- **OBJECTIVE**
Repeat exactly the lines from the line containing "of the tall" to the last line of the listing, including both.
[Begin EXERCISE DATA]
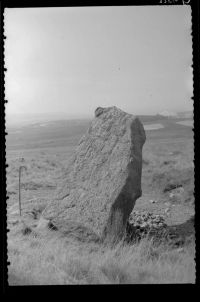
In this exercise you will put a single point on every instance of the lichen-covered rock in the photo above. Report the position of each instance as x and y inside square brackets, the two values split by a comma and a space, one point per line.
[103, 179]
[146, 220]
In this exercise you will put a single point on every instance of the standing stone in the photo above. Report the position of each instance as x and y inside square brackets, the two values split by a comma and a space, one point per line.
[103, 179]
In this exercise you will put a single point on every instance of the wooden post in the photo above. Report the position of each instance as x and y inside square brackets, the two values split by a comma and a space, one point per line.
[20, 210]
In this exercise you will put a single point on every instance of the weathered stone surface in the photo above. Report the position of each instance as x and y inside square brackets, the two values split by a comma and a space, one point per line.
[103, 179]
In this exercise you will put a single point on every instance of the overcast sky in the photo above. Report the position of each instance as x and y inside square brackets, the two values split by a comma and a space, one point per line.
[72, 60]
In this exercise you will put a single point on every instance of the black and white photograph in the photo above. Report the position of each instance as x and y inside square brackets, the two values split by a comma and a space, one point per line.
[99, 145]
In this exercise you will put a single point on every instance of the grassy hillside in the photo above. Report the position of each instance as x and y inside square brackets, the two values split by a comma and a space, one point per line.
[49, 257]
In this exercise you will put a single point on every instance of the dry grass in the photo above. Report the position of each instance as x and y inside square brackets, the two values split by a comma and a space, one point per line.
[51, 259]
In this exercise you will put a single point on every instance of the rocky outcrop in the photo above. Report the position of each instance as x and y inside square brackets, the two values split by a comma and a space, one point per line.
[103, 179]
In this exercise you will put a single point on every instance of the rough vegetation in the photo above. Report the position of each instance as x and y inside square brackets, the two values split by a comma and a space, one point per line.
[52, 257]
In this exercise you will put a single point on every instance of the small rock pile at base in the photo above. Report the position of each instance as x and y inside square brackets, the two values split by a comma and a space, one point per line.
[142, 223]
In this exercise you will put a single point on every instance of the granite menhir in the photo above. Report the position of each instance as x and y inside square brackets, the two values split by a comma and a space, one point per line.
[103, 178]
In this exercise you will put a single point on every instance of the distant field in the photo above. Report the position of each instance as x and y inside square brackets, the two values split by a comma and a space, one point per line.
[186, 123]
[168, 155]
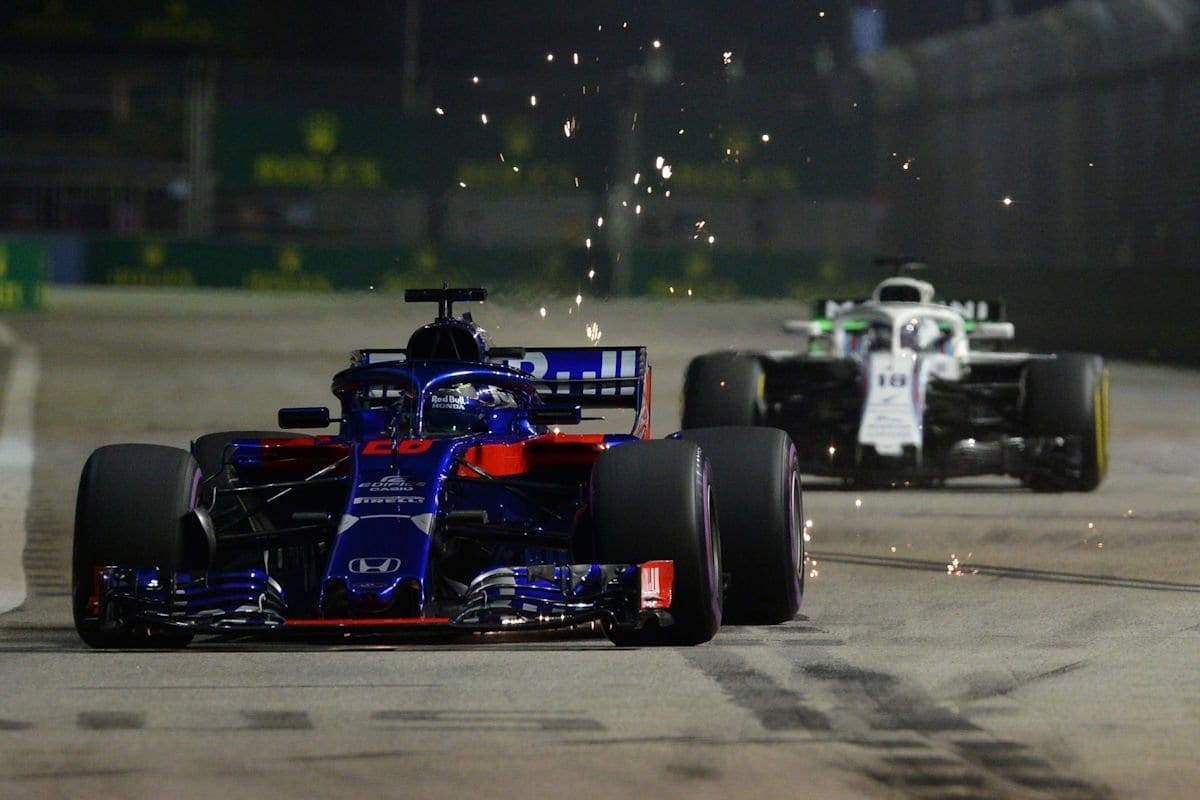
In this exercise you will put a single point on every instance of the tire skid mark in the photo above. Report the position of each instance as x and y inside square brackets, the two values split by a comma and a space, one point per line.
[949, 756]
[775, 707]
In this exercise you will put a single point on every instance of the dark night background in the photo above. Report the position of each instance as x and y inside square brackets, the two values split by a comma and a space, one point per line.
[1032, 148]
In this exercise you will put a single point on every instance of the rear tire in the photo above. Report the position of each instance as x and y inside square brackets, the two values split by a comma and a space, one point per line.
[653, 500]
[1068, 396]
[131, 512]
[761, 513]
[721, 389]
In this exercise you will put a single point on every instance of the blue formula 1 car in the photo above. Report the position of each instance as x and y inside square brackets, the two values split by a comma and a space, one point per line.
[449, 499]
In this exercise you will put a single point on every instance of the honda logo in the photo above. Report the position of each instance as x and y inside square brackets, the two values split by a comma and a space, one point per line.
[373, 565]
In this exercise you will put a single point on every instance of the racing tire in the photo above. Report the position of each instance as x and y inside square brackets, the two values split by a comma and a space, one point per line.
[131, 511]
[653, 500]
[723, 389]
[1068, 396]
[761, 513]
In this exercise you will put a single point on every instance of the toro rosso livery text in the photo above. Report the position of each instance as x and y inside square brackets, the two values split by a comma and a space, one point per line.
[448, 499]
[892, 390]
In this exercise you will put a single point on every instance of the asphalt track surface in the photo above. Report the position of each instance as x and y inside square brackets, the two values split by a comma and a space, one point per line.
[969, 642]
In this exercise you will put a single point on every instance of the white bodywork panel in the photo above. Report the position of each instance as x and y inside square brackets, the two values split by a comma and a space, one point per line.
[894, 407]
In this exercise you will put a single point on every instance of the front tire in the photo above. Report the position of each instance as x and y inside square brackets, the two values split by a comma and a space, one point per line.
[723, 389]
[130, 512]
[653, 500]
[761, 512]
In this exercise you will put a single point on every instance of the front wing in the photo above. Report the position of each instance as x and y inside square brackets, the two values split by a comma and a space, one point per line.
[504, 599]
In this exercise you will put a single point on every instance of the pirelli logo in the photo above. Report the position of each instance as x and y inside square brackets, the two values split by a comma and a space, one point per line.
[658, 584]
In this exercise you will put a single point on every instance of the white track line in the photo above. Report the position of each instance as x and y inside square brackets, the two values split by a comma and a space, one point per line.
[16, 465]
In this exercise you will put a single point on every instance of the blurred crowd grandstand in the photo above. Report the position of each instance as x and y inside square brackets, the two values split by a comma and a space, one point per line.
[757, 148]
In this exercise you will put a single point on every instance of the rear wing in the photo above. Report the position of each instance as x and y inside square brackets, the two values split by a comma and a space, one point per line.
[595, 377]
[972, 311]
[588, 377]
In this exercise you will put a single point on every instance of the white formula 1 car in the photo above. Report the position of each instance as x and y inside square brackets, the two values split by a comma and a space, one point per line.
[906, 390]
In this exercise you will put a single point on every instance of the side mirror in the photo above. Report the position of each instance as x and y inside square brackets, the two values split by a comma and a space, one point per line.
[556, 414]
[304, 417]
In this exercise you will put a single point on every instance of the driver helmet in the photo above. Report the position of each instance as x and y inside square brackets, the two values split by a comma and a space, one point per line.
[463, 408]
[879, 337]
[919, 334]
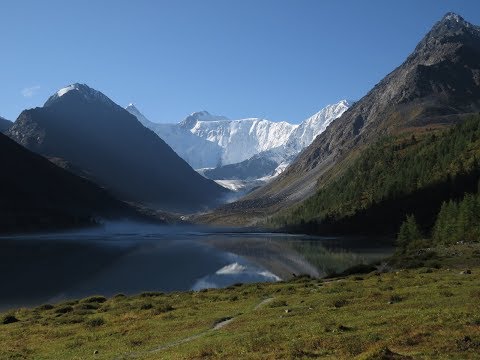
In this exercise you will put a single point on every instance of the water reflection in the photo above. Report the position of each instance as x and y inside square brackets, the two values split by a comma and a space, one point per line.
[132, 259]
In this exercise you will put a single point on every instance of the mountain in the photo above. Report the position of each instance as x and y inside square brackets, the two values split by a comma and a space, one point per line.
[84, 127]
[241, 139]
[37, 195]
[199, 153]
[269, 163]
[191, 120]
[210, 141]
[437, 83]
[5, 124]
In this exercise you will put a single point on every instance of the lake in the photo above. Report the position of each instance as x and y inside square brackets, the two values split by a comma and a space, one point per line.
[132, 258]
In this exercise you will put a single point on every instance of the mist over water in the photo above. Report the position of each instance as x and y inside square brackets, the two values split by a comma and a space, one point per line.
[131, 258]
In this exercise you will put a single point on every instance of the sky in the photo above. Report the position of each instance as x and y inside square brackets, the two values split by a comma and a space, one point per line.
[275, 59]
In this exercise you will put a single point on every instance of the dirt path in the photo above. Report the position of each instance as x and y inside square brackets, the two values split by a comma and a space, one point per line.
[216, 327]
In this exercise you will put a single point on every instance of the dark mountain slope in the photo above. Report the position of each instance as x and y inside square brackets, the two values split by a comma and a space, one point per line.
[437, 82]
[87, 129]
[35, 194]
[255, 167]
[392, 178]
[5, 124]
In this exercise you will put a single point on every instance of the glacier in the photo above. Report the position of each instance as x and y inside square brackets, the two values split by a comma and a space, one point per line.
[211, 141]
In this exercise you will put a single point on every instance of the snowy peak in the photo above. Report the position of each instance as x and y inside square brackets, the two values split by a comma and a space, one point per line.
[81, 91]
[132, 109]
[310, 128]
[454, 20]
[190, 121]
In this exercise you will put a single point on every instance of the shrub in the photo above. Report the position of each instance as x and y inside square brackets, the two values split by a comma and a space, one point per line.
[146, 306]
[340, 303]
[95, 299]
[163, 309]
[44, 307]
[95, 322]
[87, 306]
[277, 303]
[151, 294]
[9, 319]
[64, 309]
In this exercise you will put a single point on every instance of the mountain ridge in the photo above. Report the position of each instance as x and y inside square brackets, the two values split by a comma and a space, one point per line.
[84, 127]
[437, 82]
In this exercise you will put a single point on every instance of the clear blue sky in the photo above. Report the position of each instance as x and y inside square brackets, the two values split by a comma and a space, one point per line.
[283, 60]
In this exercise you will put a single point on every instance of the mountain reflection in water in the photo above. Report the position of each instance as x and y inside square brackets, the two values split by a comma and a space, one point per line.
[133, 258]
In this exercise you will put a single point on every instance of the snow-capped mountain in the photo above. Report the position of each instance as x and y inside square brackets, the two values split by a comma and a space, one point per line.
[83, 127]
[310, 128]
[241, 147]
[241, 139]
[198, 152]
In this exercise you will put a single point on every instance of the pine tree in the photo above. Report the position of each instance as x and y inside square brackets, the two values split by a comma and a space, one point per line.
[409, 234]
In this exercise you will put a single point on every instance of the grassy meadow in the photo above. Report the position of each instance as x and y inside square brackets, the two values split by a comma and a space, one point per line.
[427, 306]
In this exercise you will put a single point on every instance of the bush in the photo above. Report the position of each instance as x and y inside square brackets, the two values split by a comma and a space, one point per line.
[146, 306]
[340, 303]
[95, 322]
[87, 306]
[163, 309]
[151, 294]
[64, 309]
[44, 307]
[94, 299]
[9, 319]
[277, 303]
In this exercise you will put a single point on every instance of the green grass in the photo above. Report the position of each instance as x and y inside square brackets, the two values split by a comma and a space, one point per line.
[422, 312]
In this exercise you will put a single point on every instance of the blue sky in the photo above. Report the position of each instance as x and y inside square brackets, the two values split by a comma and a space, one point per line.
[282, 60]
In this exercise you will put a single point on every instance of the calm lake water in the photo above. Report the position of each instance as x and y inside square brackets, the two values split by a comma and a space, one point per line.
[132, 258]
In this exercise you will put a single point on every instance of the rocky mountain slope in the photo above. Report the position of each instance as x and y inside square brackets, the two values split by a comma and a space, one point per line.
[436, 83]
[87, 129]
[5, 124]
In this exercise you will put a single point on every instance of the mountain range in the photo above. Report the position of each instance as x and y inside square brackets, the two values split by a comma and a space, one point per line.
[434, 86]
[36, 194]
[88, 130]
[240, 149]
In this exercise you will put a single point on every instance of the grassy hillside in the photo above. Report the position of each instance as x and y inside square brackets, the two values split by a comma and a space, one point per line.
[427, 312]
[392, 178]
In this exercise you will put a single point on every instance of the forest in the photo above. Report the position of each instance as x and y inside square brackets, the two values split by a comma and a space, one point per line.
[409, 174]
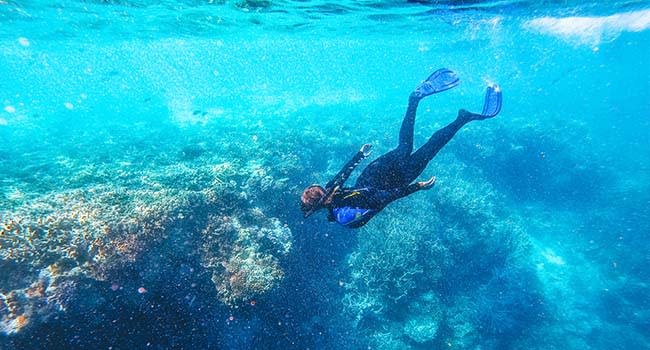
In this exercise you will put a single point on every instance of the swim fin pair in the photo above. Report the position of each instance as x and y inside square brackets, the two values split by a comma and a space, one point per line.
[445, 79]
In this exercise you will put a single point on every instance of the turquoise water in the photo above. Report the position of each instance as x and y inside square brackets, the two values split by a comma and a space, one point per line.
[153, 155]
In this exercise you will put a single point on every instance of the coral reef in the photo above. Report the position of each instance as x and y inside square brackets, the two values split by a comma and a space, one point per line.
[99, 232]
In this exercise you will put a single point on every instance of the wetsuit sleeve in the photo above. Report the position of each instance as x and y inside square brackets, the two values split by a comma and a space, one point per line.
[343, 175]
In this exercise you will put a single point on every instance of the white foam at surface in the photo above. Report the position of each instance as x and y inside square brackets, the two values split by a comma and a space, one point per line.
[591, 30]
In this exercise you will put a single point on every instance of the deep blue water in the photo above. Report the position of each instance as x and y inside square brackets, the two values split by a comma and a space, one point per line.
[152, 157]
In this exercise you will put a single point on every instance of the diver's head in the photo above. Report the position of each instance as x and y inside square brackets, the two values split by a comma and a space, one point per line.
[312, 199]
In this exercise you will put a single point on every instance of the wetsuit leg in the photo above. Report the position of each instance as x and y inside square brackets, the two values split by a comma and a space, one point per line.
[386, 172]
[419, 160]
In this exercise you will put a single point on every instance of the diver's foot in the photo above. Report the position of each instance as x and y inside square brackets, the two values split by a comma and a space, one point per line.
[441, 80]
[425, 185]
[491, 106]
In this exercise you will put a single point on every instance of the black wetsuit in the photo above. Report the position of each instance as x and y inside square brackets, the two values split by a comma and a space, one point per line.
[388, 177]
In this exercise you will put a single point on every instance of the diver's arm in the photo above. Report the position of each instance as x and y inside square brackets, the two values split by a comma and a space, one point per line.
[343, 175]
[382, 198]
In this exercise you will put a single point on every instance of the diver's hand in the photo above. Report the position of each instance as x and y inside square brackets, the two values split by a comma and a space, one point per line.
[426, 185]
[365, 149]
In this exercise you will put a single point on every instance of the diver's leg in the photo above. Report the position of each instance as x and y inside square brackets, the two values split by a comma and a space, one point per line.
[421, 158]
[385, 171]
[408, 123]
[441, 80]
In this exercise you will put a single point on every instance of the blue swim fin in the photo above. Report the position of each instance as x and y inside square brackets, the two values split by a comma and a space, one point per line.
[441, 80]
[492, 104]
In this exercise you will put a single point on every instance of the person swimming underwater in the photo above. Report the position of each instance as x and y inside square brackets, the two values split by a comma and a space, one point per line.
[390, 176]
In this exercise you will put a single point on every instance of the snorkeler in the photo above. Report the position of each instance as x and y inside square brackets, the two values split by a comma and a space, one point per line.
[389, 177]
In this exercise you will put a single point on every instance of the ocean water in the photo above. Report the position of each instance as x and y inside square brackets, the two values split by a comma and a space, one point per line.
[153, 153]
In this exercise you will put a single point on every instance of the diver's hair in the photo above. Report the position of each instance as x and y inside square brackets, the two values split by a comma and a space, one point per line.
[311, 197]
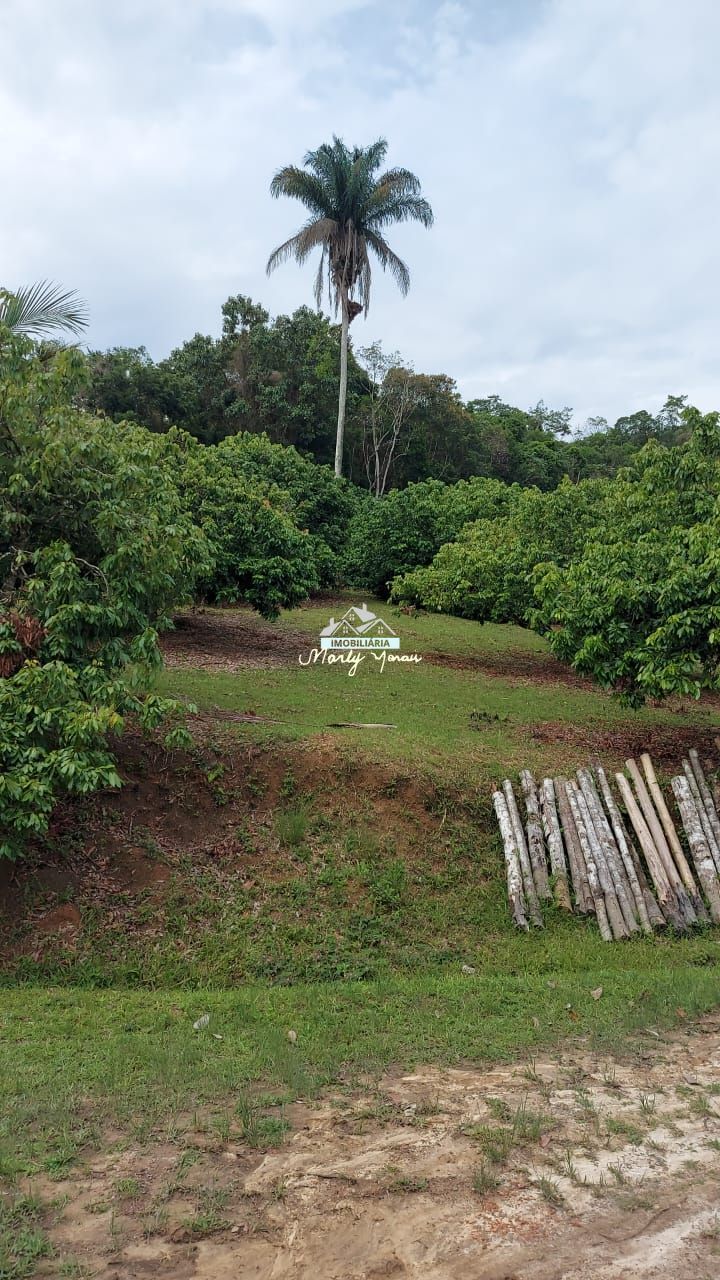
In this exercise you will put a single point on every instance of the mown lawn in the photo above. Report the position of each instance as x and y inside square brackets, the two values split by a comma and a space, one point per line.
[470, 720]
[322, 918]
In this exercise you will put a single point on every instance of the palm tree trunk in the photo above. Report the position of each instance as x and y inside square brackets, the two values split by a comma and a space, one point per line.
[342, 384]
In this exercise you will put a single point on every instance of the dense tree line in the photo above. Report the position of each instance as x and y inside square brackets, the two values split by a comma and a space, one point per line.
[621, 575]
[130, 487]
[279, 376]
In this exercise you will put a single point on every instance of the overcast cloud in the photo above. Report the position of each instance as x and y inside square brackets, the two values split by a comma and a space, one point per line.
[570, 150]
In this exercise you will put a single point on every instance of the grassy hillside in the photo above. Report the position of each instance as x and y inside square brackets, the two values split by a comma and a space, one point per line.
[288, 876]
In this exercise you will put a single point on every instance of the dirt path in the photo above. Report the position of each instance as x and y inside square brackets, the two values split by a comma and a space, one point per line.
[569, 1168]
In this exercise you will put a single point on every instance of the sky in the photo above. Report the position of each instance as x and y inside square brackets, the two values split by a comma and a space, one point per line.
[570, 150]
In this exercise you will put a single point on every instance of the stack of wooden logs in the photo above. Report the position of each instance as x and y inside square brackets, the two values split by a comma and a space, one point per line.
[614, 854]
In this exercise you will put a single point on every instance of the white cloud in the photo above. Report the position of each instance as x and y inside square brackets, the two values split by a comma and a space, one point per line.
[572, 156]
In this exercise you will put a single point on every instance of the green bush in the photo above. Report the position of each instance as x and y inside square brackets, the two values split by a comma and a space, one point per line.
[393, 534]
[314, 497]
[95, 548]
[639, 607]
[258, 553]
[488, 572]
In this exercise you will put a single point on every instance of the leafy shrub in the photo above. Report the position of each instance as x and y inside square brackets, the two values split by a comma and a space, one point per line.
[639, 607]
[488, 572]
[404, 529]
[95, 548]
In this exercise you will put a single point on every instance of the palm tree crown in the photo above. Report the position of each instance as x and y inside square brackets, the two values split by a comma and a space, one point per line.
[350, 205]
[39, 310]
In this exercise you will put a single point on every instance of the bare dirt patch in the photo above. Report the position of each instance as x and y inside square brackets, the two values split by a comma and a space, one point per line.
[665, 743]
[231, 640]
[182, 818]
[514, 666]
[568, 1168]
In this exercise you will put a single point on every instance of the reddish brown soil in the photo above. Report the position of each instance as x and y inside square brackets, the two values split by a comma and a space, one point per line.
[231, 640]
[515, 666]
[169, 824]
[665, 743]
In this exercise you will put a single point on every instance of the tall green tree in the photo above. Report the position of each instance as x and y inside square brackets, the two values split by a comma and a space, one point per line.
[350, 205]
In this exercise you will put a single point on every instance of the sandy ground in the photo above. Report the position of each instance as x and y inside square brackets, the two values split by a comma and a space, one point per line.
[611, 1171]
[End EXERCISE DATA]
- **FULL RESPONSE**
In this exercise you will put a single point on every instance of the tall green tree in the photo above. Report the position of each instance as x and y inside square brackets, the two values split by a comma and a space, one point per line.
[350, 205]
In this exercise you will put a single point on every instance of the sandy ground in the photo above. Report the position of each instance as x and y inside square brackets, the two values split by a comma and a space, one point per line.
[611, 1171]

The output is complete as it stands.